Ride cycles sells Willier, California bikes doesn't. Ride has an ok staff, but has limited inventory and is overpriced.


----------



## Kuma601

Sad about B&L, I used to like that shop some years back. I remember mostly Specialized on the last trip in. Bought the Kuota from Nytro and again, the shop has a different feel now. <sigh> Will check out Moment in Pt. Loma. Thanks. How was parking, I drove by once and thought parking was a bit tough. ?


----------



## turbodogs02

the sarge said:


> wish I could agree with you. when I was looking for my 1st roadbike and didn't know to much I was treated like an idiot there and walked out on them. I doubt I'll ever go back there


When was the last time you were in there? They have some new owners (?...I think), and they have some pretty cool people working in there. I've always been treated well there regardless, even more so now it seems.

Also UC Cyclery is another cool shop. Great help from the staff and the wrenches..:thumbsup:

There's an older dude up there that even did some free tinkering for me. I actually just approached him with a question thinking to broaden my knowledge and then attempt some tinkering on my own later on, but he then came outside to my bike, and showed me what it was, showed me what he was doing, and had a great conversation with him. :thumbsup:


----------



## DaveT

I like Adams Avenue bikes, small shop feel. friendly folks, don't seem snooty at all.

### Task details
In the bike shop thread, which bike brand does Ride Cycles sell that California Bikes does not?

### Items in a dataset
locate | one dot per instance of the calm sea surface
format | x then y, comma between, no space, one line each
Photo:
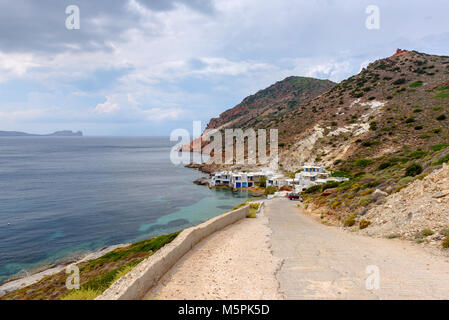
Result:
61,196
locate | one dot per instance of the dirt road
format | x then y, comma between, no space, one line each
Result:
321,262
285,254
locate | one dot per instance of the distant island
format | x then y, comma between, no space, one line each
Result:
65,133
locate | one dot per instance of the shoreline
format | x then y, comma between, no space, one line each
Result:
35,275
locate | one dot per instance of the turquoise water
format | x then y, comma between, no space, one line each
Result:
64,196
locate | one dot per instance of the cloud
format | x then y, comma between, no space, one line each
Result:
107,107
172,61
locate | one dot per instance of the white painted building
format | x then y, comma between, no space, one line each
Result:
313,174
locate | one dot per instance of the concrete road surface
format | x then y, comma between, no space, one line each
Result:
321,262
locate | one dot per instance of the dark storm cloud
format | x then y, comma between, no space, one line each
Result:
39,25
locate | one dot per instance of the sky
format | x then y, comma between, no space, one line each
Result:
147,67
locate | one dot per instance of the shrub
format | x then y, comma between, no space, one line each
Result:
445,243
330,185
413,170
363,163
364,224
444,159
254,206
335,204
82,294
440,147
350,221
418,154
442,95
427,233
263,182
393,236
416,84
384,165
399,81
341,174
312,189
270,190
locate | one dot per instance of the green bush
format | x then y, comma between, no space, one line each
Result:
363,163
399,81
384,165
330,185
427,233
445,243
416,84
341,174
393,236
440,147
413,170
263,182
270,190
418,154
444,159
350,221
312,189
364,224
254,206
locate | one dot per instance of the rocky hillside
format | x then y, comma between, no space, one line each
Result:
419,212
395,105
384,129
274,102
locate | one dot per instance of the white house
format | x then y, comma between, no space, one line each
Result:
311,175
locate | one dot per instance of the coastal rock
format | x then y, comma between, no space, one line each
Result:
202,182
328,192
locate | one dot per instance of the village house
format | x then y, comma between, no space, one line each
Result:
312,175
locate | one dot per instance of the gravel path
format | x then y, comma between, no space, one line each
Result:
321,262
234,263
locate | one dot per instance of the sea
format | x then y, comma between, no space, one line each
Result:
61,197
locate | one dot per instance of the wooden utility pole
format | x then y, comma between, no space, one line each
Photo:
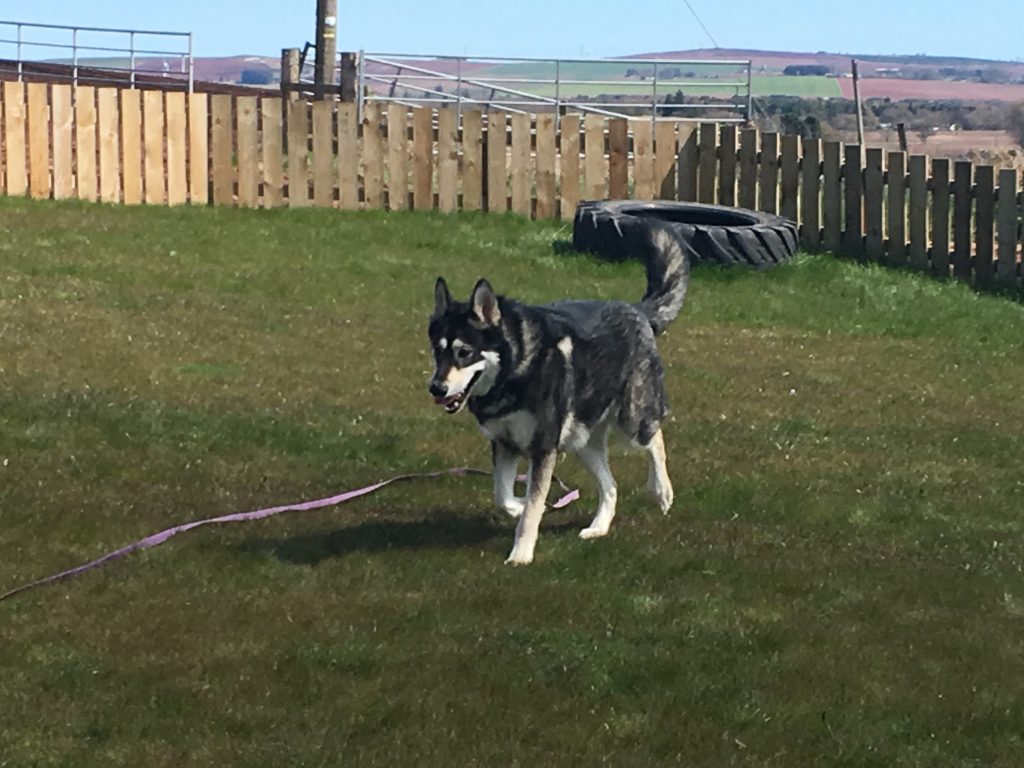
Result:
860,109
327,48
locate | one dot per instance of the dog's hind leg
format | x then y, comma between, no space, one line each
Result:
595,457
505,470
541,468
657,478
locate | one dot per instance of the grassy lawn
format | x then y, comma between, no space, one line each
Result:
840,582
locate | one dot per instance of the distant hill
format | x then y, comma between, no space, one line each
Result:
896,77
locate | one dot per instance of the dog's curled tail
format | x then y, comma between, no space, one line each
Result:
668,278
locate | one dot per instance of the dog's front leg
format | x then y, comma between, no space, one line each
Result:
505,470
542,466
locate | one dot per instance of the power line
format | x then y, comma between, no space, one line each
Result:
702,25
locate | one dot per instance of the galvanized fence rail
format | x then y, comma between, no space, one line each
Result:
95,55
118,145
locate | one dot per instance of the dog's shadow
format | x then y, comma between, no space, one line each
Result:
438,529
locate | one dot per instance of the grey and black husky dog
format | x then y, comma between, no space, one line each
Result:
557,377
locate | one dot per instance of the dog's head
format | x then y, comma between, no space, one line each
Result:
465,338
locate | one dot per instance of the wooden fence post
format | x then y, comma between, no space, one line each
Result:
497,162
769,173
686,173
940,217
963,213
546,162
568,145
919,213
708,163
1009,224
853,233
873,197
272,152
896,206
832,197
984,235
811,195
790,198
728,164
397,157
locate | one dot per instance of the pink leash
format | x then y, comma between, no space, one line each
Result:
259,514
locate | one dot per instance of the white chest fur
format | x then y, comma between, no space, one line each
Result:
517,428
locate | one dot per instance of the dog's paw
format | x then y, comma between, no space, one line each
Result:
663,493
594,531
519,556
514,507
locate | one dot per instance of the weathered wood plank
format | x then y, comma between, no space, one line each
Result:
247,140
177,148
423,159
963,214
769,173
110,151
750,145
853,193
373,156
729,164
448,160
546,165
1009,223
810,195
39,140
643,159
397,157
619,150
15,145
568,146
272,152
199,147
472,160
687,166
220,151
666,152
896,210
64,170
596,169
520,164
708,163
984,236
873,196
348,157
323,158
298,155
918,254
154,131
497,162
832,197
940,217
85,142
790,190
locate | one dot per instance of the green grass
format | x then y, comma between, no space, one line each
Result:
791,85
840,582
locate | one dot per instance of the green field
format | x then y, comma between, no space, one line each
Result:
839,584
763,85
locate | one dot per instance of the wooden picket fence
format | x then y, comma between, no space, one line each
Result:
135,146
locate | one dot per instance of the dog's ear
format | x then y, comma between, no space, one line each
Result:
442,298
484,303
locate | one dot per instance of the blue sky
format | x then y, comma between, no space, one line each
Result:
548,28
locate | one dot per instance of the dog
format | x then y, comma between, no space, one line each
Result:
556,378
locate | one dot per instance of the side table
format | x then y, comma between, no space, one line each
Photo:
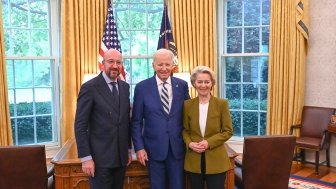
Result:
332,128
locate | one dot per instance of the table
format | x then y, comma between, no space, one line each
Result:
332,128
68,171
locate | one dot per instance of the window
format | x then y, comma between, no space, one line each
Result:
243,27
138,23
31,47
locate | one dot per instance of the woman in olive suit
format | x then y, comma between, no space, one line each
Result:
207,126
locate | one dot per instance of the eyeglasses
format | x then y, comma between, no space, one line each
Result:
111,61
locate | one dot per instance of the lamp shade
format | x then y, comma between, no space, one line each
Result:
88,77
184,76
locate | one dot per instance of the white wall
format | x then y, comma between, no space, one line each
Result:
321,60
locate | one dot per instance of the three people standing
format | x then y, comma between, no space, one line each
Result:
170,133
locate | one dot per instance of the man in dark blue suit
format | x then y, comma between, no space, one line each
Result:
102,125
157,122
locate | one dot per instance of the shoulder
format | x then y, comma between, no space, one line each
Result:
190,102
179,81
220,101
123,83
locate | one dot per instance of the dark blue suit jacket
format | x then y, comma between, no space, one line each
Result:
99,130
152,129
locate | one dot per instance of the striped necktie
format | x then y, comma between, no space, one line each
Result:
115,95
165,98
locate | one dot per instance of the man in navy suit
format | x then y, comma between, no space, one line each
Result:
102,125
157,123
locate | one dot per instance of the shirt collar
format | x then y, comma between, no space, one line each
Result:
107,79
159,81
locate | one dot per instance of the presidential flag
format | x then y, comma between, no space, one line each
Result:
166,39
110,39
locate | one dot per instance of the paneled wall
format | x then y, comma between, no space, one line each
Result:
321,61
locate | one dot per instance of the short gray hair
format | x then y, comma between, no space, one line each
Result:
202,69
163,51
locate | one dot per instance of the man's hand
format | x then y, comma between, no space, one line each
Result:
88,167
142,156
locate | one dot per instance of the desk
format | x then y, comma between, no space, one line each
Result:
69,175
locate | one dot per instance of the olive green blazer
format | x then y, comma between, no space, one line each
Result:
218,130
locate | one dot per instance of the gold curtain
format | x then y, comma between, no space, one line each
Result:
82,29
288,50
194,30
5,125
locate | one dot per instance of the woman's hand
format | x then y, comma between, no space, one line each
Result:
197,147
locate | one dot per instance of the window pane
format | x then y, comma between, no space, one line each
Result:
40,43
265,40
154,15
24,102
154,1
14,131
262,123
25,130
39,14
250,122
121,14
152,44
234,40
20,42
42,77
251,40
7,42
266,12
10,73
250,69
251,12
233,92
263,97
43,100
139,43
138,16
236,121
11,102
250,97
264,69
124,38
44,128
19,13
232,69
23,73
234,13
137,1
5,14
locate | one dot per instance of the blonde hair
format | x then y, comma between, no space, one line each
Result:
202,69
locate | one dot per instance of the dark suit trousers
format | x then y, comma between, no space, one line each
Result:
167,173
108,178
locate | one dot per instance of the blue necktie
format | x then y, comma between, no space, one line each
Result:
165,98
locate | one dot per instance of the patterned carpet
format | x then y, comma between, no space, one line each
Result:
297,182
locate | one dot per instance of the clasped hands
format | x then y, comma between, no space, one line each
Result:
199,147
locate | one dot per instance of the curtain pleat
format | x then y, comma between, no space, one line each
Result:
287,58
5,125
194,29
82,30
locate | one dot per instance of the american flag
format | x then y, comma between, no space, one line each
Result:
110,39
166,39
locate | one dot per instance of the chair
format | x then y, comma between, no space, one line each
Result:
313,134
24,167
266,162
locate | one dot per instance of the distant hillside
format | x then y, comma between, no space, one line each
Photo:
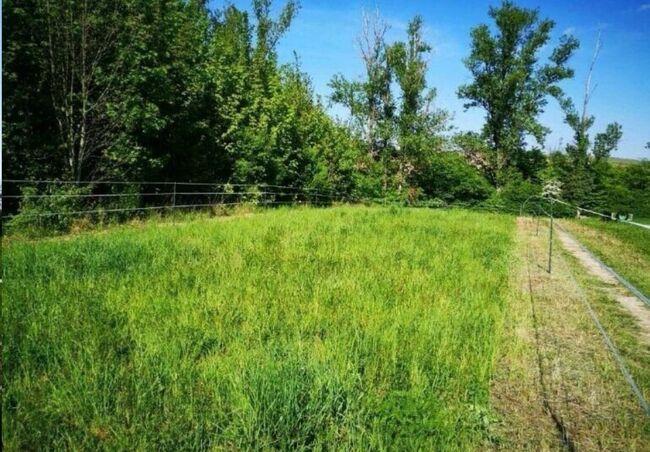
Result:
624,162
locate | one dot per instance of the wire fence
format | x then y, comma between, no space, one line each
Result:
538,209
48,203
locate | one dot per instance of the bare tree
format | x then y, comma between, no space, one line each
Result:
379,102
81,37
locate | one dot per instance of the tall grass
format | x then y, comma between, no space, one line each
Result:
297,328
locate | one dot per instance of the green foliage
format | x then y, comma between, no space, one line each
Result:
289,329
399,130
448,176
50,210
509,82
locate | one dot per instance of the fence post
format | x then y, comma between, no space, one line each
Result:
550,240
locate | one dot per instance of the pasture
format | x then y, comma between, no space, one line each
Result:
293,328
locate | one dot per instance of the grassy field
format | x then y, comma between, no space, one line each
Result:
624,247
359,327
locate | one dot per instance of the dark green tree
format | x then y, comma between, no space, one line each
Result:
419,124
511,84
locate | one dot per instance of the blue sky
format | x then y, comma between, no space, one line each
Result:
324,35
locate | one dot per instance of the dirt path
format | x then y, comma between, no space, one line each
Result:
557,386
614,289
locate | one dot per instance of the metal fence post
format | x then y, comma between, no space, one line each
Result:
550,240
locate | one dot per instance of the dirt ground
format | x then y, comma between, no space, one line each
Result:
557,386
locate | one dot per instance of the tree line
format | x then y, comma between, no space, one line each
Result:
172,90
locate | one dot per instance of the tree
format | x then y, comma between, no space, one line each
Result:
587,164
418,123
80,43
509,82
371,102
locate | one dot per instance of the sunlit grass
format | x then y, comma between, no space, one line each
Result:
348,327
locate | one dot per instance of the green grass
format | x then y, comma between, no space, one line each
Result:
624,247
346,327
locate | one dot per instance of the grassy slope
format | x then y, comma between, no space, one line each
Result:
624,247
556,377
349,326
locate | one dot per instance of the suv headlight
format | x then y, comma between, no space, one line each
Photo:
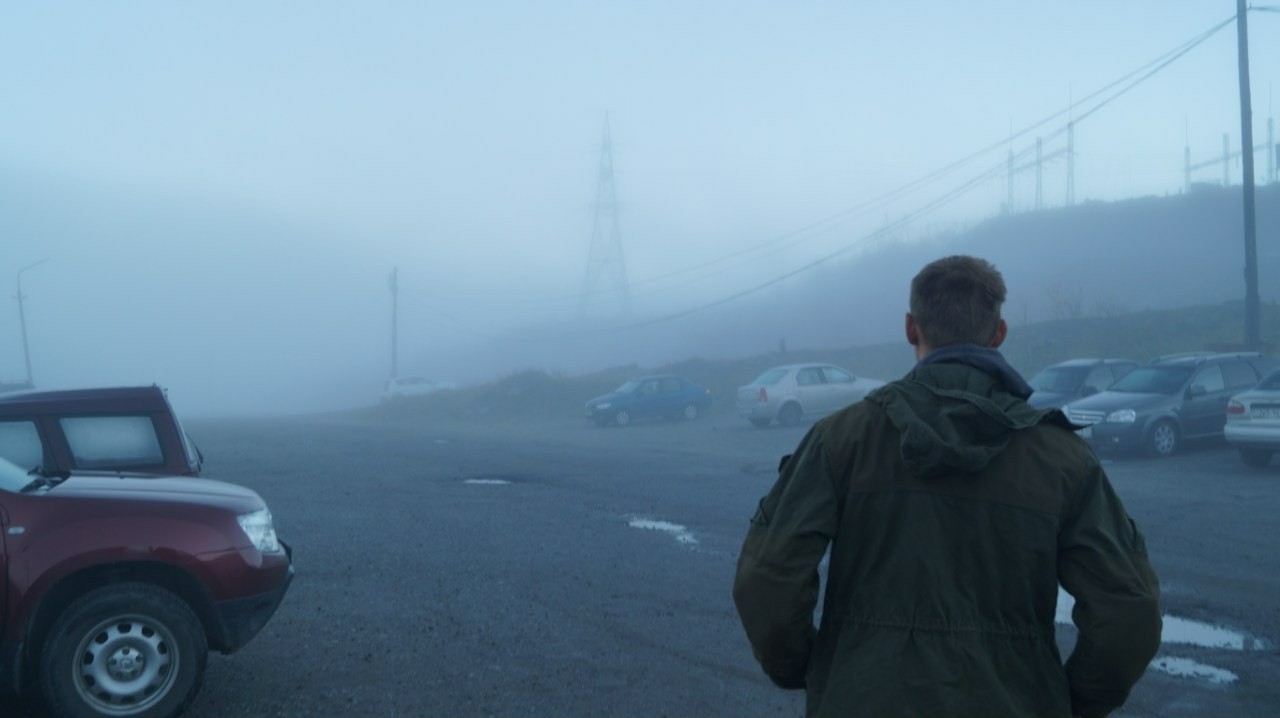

### Result for this exercise
Willier.